■ **Supplied text**
World’s richest men feud over satellite fleets
The world’s two richest men are duking it out before U.S. regulators over celestial real estate for their satellite fleets.
Elon Musk’s SpaceX has asked the Federal Communications Commission for permission to operate Starlink communications satellites at a lower orbit than first planned.
Jeff Bezos’ Amazon.com Inc. says the move would risk interference and collisions with its planned Kuiper satellites, which like Starlink are designed to beam internet service from space.
A dispute that would normally be confined to regulatory filings is spilling into public view, in a spat that showcases the large personalities involved as billionaires chase dreams in the sky.
“It is SpaceX’s proposed changes that would hamstring competition among satellite systems,” Amazon tweeted Tuesday from its official news account. “It is clearly in SpaceX’s interest to smother competition in the cradle if they can, but it is certainly not in the public’s interest.”
The statement followed a tweet from Musk, the richest person according to data compiled by Bloomberg.

■ **Goal A**
Recast the stretch of the records from the line containing "petal in this photo." through the line containing "Target: flower petal" as a numbered list, omitting blank lines and leaving the pictures out.
The records that come next are unrelated to the article above.

■ **Supplied data**
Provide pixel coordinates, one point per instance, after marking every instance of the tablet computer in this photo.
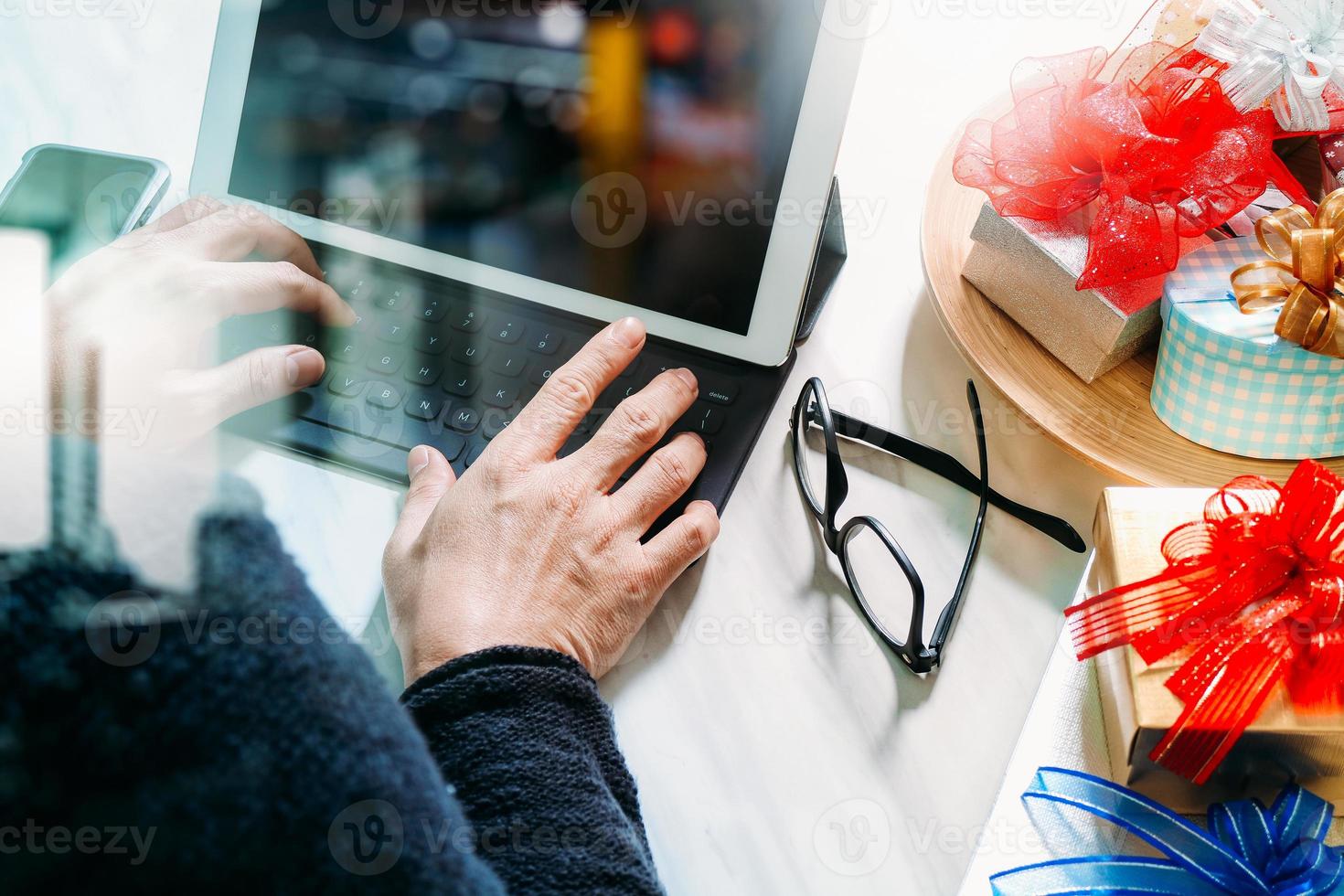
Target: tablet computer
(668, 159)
* * *
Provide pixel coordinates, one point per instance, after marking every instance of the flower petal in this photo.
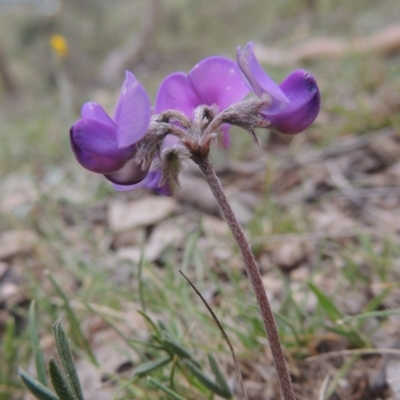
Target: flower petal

■ **Goal B**
Summarize the article on the satellite feud in two sentences.

■ **Correct response A**
1. Provide pixel coordinates, one point per instance, after marking every instance of the flower petal in this photo.
2. Target: flower petal

■ **Correct response B**
SpaceX has asked the Federal Communications Commission for permission to operate its Starlink satellites at a lower orbit than first planned, and Amazon says the change would risk interference and collisions with its planned Kuiper satellites. The dispute has spilled into public view, with Amazon tweeting that SpaceX's proposed changes would hamstring competition among satellite systems.